[Stored data entries]

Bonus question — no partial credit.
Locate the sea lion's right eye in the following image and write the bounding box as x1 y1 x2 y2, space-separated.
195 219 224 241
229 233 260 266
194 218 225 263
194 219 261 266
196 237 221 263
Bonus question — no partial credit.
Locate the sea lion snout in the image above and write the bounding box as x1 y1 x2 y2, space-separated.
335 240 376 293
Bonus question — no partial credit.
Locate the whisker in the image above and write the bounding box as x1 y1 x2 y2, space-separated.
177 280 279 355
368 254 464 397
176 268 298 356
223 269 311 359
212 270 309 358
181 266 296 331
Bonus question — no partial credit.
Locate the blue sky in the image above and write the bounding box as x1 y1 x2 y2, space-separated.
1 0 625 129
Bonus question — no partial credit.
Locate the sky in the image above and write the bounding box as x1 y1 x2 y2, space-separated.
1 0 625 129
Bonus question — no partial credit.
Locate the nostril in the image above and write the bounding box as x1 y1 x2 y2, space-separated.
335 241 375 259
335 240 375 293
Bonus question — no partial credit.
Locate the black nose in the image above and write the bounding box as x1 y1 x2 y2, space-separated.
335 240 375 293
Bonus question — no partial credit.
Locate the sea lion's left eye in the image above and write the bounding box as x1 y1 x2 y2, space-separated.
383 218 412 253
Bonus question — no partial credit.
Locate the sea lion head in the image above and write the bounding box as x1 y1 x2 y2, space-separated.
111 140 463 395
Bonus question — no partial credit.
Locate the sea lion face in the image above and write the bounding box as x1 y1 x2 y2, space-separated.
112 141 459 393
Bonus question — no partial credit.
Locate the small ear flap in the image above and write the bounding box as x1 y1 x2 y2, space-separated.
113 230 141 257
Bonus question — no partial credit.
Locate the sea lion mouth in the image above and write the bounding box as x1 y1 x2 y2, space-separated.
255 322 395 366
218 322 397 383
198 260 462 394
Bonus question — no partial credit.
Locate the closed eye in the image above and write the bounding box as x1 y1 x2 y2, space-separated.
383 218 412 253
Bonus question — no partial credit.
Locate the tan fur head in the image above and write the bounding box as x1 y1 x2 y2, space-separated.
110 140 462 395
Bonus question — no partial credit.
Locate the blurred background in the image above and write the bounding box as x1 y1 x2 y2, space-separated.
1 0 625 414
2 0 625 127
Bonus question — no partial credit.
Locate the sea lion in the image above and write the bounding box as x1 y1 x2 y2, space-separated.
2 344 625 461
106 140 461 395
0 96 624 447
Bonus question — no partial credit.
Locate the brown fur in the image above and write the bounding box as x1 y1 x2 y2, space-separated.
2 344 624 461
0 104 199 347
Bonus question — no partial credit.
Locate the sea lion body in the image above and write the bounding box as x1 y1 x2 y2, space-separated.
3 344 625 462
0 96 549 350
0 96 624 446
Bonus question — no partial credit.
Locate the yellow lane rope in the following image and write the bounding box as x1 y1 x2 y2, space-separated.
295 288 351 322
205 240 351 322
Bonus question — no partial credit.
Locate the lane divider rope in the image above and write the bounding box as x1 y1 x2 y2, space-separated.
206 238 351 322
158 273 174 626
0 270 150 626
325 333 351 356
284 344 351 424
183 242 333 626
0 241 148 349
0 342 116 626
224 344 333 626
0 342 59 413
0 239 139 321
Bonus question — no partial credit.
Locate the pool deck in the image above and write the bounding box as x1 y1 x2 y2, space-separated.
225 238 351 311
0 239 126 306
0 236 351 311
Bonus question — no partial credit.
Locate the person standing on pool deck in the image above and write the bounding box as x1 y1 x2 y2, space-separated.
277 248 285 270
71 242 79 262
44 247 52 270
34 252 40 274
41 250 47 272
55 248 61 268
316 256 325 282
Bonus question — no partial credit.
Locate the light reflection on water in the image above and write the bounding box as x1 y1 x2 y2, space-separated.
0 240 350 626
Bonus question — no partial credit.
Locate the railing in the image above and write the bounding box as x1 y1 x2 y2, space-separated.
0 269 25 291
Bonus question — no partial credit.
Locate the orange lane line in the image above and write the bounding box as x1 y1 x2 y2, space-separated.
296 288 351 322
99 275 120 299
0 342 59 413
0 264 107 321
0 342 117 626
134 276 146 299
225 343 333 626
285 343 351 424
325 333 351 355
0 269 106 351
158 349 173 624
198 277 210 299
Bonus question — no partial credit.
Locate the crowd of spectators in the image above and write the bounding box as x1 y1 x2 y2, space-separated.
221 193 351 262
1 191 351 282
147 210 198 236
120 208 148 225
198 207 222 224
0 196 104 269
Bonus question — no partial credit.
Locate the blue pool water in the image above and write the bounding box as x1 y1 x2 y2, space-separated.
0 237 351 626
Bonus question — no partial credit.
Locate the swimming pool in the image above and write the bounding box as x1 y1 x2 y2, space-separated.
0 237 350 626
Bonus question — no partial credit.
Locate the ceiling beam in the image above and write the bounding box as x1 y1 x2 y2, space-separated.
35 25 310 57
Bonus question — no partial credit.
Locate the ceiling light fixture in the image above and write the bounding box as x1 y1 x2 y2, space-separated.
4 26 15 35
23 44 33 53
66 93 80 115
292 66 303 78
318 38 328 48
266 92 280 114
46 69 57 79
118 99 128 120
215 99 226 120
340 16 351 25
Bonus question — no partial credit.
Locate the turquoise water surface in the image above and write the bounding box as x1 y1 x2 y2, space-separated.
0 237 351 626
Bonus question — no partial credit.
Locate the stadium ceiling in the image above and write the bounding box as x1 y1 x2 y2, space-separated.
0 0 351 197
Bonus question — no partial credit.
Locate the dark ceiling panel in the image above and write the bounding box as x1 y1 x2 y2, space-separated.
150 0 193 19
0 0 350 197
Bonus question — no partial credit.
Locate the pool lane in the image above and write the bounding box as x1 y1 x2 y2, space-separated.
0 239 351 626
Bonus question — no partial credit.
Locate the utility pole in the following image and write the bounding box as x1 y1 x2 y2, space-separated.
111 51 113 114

> _WHAT YOU ARE ASKED TO DO_
Make an exact copy of the records.

> _THE COMPLETED TASK_
Bonus question — no partial credit.
Locate the sea lion's right eye in the following image and write the bounding box as x1 y1 x2 y2, space-separated.
195 219 224 241
229 233 260 266
194 218 225 263
194 219 261 266
196 237 221 263
Bonus question — no partial credit.
Locate the sea lion snout in the image above and write the bounding box as x1 y1 x2 y2, space-separated.
335 240 376 293
Bonus question — no partial credit.
Locate the whisker in the image above and write the bounding box as x1 y1 x2 y2, space-separated.
177 280 279 355
368 254 464 397
176 268 298 356
223 269 311 359
212 270 309 358
181 266 296 331
Bonus question — no partial credit.
Locate the blue sky in the image above and write the bounding box as x1 y1 x2 y2, space-separated.
1 0 625 129
Bonus question — no partial credit.
Locate the sky in the image above and write the bounding box as x1 y1 x2 y2, space-separated.
1 0 625 129
Bonus question — no partial credit.
Locate the nostril in the image above and write the bounding box as x1 y1 x2 y2, space-separated.
335 241 375 259
335 240 375 293
Bonus question — no partial credit.
Locate the black nose in the image above and write the bounding box as x1 y1 x2 y2, space-separated.
335 240 375 293
Bonus question — no partial credit.
Locate the sea lion's left eye in the image above and write the bounding box as x1 y1 x2 y2, space-separated.
383 218 412 253
Bonus question — no partial credit.
Locate the sea lion head in the image above and write the bounding box as x1 y1 x2 y2, space-separated.
111 140 463 395
Bonus question — no partial credit.
Locate the sea lion face in the image above and write the bounding box as x1 y1 x2 y2, space-separated.
112 141 459 393
Bonus question — no partial credit.
Locate the small ear flap in the image above and write the bounding box as x1 y1 x2 y2, space-separated.
113 230 141 257
Bonus question — no partial credit.
Locate the sea lion mouth in the image above and write the bounding box as x1 y1 x2 y2, space-separated.
255 322 395 366
218 322 397 383
198 260 462 394
Bonus question — no partial credit.
Locate the closed eye in the image above and write the bounding box as x1 y1 x2 y2, space-separated.
383 218 412 253
Bonus question — no partial credit.
Locate the tan fur head in the image above and write the bounding box as x1 y1 x2 y2, space-separated.
110 140 462 395
Bonus question — no partial credit.
Locate the blurred background in the image above and write the bounding box as x1 y1 x2 y2, space-separated.
1 0 625 414
2 0 625 127
Bonus question — no partial credit.
Locate the sea lion in the image above and write the bounding box as x1 y1 x2 y2, space-separated.
2 344 625 461
106 140 461 395
0 96 624 447
Bonus question — no partial credit.
Locate the brown fur in the image above and write the bounding box as x1 y1 x2 y2, space-separated.
2 344 624 461
0 104 199 347
Bonus question — no partial credit.
Locate the sea lion body in the image above and write the bounding box as x1 y1 x2 y2, space-separated.
3 344 625 462
0 96 549 350
0 96 624 446
Bonus question — no partial credit.
Locate the yellow lane rope in the following image and write the bounding box as x1 y1 x2 y2, space-separated.
295 288 351 322
205 240 351 322
Bonus question — no partial credit.
Locate the lane divider rope in the image above and write the bounding box as x1 y1 x2 y2, space-separated.
206 238 351 322
158 273 174 626
0 270 150 626
325 333 351 356
284 344 351 424
183 242 333 626
0 241 148 349
0 342 116 626
224 344 333 626
0 342 59 413
0 239 139 321
Bonus question — no partial credit.
Locate the pool deck in the image above and write the bounding box as x1 y1 x2 y2, space-separated.
225 238 351 311
0 239 126 306
0 236 351 311
Bonus question — no partial credit.
Locate the person standing on pool deck in the image above and write the bounding box as x1 y1 x2 y2, space-separated.
277 248 285 270
71 242 79 262
44 247 52 270
34 252 40 274
41 250 47 272
55 248 61 268
316 256 325 282
Bonus question — no partial credit.
Locate the light reflection on water in the image above and write the bounding box as x1 y1 x2 y2, space-separated.
0 240 350 626
Bonus question — no partial credit.
Locate the railing in the image above and write the bounding box as x1 y1 x2 y2, space-separated.
0 269 25 291
Bonus question — no partial credit.
Locate the orange lane line in the image above and write the bounding box as x1 y1 x2 y2, space-separated.
296 288 351 322
99 275 120 299
0 342 59 413
0 264 107 321
0 342 117 626
134 276 146 299
225 343 333 626
285 343 351 424
325 333 351 355
0 269 106 351
158 349 173 624
198 277 210 299
Bonus question — no partial credit.
Locate the crowd of spectators in the image above and write the bounding box as x1 y1 x2 y2, space-separated.
221 193 351 262
1 191 351 282
147 210 198 236
120 208 148 225
198 207 222 224
0 196 104 269
Bonus question — no partial credit.
Locate the blue pool water in the image above and write the bounding box as x1 y1 x2 y2, space-separated.
0 237 351 626
Bonus question — no partial credit.
Locate the swimming pool in the image above and write the bounding box as x1 y1 x2 y2, space-separated.
0 237 350 626
Bonus question — no partial credit.
Locate the ceiling beam in the image above and write the bounding box as x1 y1 x2 y2, space-separated.
35 25 310 57
Bonus question — no partial credit.
Locate the ceiling light fixture in the image above and write the bounding box as x1 y1 x2 y2, space-separated.
4 26 15 35
23 44 33 53
66 93 80 115
292 66 303 78
318 38 328 48
266 92 280 114
46 69 57 79
118 99 128 120
215 99 226 120
340 16 351 25
Bonus question — no partial credit.
Locate the turquoise water surface in the image above and write the bounding box as x1 y1 x2 y2, space-separated.
0 237 351 626
Bonus question — no partial credit.
Locate the stadium ceiling in the image above and write the bounding box as x1 y1 x2 y2, space-separated.
0 0 351 197
Bonus question — no partial credit.
Locate the dark ceiling panel in the image above and write the bounding box as x1 y1 x2 y2, space-separated.
150 0 193 19
0 0 350 197
Bonus question — no partial credit.
Locate the pool lane in the image above and write the bounding box as x1 y1 x2 y2, space-separated.
0 239 351 626
Bonus question — no partial credit.
Locate the utility pole in the following image and write the bounding box as x1 y1 x2 y2, space-separated.
111 51 113 114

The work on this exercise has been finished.